> [Provided records]:
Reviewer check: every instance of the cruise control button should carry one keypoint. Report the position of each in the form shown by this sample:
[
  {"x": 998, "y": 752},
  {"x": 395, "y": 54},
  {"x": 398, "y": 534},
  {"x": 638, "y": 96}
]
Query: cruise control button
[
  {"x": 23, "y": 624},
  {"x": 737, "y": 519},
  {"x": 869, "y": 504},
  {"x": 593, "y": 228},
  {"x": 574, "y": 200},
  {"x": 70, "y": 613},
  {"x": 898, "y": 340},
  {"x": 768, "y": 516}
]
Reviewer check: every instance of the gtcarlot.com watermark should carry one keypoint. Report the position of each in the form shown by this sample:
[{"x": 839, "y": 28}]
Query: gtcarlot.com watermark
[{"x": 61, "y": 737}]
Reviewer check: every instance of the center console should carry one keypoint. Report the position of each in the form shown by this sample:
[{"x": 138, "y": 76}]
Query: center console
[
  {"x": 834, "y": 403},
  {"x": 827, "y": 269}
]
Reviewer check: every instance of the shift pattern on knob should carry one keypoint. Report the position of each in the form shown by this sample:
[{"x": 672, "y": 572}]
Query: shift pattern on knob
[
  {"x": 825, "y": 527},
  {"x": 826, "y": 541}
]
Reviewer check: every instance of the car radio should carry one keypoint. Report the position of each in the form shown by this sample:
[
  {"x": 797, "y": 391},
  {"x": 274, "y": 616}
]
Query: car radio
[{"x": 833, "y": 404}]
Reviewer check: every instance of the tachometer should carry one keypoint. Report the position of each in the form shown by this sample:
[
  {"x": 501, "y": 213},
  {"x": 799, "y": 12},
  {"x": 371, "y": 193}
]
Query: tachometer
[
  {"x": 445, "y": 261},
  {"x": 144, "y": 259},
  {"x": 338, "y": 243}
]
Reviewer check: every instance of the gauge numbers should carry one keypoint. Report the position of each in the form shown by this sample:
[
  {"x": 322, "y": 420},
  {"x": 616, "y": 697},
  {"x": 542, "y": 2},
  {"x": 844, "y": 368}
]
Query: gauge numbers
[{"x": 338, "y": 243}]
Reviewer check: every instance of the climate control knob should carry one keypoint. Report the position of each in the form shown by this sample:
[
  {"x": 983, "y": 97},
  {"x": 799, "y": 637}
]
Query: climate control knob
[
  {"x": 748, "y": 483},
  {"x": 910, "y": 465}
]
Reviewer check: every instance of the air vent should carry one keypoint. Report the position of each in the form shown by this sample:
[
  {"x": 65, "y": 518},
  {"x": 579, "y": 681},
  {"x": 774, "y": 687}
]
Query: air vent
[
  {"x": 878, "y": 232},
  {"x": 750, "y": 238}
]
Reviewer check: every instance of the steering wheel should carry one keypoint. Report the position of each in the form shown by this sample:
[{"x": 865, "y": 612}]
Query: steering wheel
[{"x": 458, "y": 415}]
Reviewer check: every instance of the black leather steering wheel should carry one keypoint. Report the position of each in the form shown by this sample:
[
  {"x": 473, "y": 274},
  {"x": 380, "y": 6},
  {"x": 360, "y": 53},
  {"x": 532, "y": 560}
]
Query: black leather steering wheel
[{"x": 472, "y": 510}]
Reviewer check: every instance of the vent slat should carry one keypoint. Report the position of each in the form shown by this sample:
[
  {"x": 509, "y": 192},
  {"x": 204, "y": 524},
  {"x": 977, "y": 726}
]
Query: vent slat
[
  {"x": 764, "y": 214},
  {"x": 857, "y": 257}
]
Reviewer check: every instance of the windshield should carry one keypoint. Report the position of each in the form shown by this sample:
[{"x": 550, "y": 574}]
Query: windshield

> [Work request]: Write out the full listing, keeping every line exactly as it is.

> [Result for this task]:
Reviewer check: every instance of the cruise control button should carry one keypoint. Report the position of each in the form shown by this sample:
[
  {"x": 998, "y": 752},
  {"x": 395, "y": 54},
  {"x": 398, "y": 534},
  {"x": 638, "y": 96}
]
Query: cruise control button
[
  {"x": 23, "y": 624},
  {"x": 737, "y": 519},
  {"x": 869, "y": 504},
  {"x": 593, "y": 228},
  {"x": 574, "y": 200},
  {"x": 70, "y": 613},
  {"x": 898, "y": 340},
  {"x": 768, "y": 516}
]
Reviewer check: every instance of the gtcarlot.com watermark should carry one keypoint. Report the position of each in the form shown by this sample:
[{"x": 839, "y": 28}]
Query: gtcarlot.com watermark
[{"x": 61, "y": 737}]
Reviewer check: every instance of the center console should carry one keypoint. Report the position of each in the form shown by this sample:
[{"x": 138, "y": 76}]
Query: center console
[
  {"x": 834, "y": 403},
  {"x": 827, "y": 269}
]
Reviewer check: every instance of the shift pattern on knob should carry one keypoint. Report the position of each in the form shown by this sample:
[{"x": 672, "y": 572}]
Query: shift pattern on knob
[
  {"x": 825, "y": 527},
  {"x": 826, "y": 541}
]
Reviewer check: every instance of the car radio should carry one keypoint. Report the position of each in the form shown by this sample:
[
  {"x": 797, "y": 391},
  {"x": 274, "y": 616}
]
Query: car radio
[{"x": 833, "y": 404}]
Reviewer check: every instance of the tachometer should carry one keypoint. Report the position of each in the form shown by this sample:
[
  {"x": 501, "y": 213},
  {"x": 799, "y": 12},
  {"x": 371, "y": 193}
]
Query: tachometer
[
  {"x": 445, "y": 261},
  {"x": 144, "y": 259},
  {"x": 338, "y": 243}
]
Reviewer check: every instance of the gauge numbers should carry one keypoint. Report the position of each in the form shown by this sample:
[
  {"x": 322, "y": 420},
  {"x": 616, "y": 697},
  {"x": 542, "y": 2},
  {"x": 844, "y": 368}
]
Query: gauge numbers
[{"x": 338, "y": 243}]
Reviewer check: every instance of the climate control knob should carry one keypoint. Report the position of each in the form shown by this sample:
[
  {"x": 983, "y": 97},
  {"x": 799, "y": 637}
]
Query: climate control knob
[
  {"x": 748, "y": 483},
  {"x": 910, "y": 465}
]
Reviewer check: every instance of the air vent should carry one keypoint. Report the position of each in the form shown by this sample:
[
  {"x": 65, "y": 518},
  {"x": 579, "y": 681},
  {"x": 774, "y": 687}
]
Query: air vent
[
  {"x": 878, "y": 232},
  {"x": 750, "y": 238}
]
Reviewer check: every instance of the steering wheel should carry one keypoint. Report the position of each in the form shown by this sample:
[{"x": 865, "y": 612}]
Query: steering wheel
[{"x": 458, "y": 415}]
Reviewer check: every instance of the black leather steering wheel should carry one keypoint. Report the position of each in the form shown by this sample:
[
  {"x": 473, "y": 274},
  {"x": 380, "y": 6},
  {"x": 360, "y": 53},
  {"x": 532, "y": 560}
]
Query: black leather steering wheel
[{"x": 472, "y": 510}]
Reviewer check: every instance of the vent slat should carry one keypoint. Report the position of each in the form shown by this sample:
[
  {"x": 509, "y": 192},
  {"x": 204, "y": 524},
  {"x": 977, "y": 726}
]
Query: vent slat
[
  {"x": 764, "y": 214},
  {"x": 857, "y": 257}
]
Reviewer check: every instance of the windshield should carry one keypoint. Report the position of each in the form shown by this sample:
[{"x": 550, "y": 574}]
Query: windshield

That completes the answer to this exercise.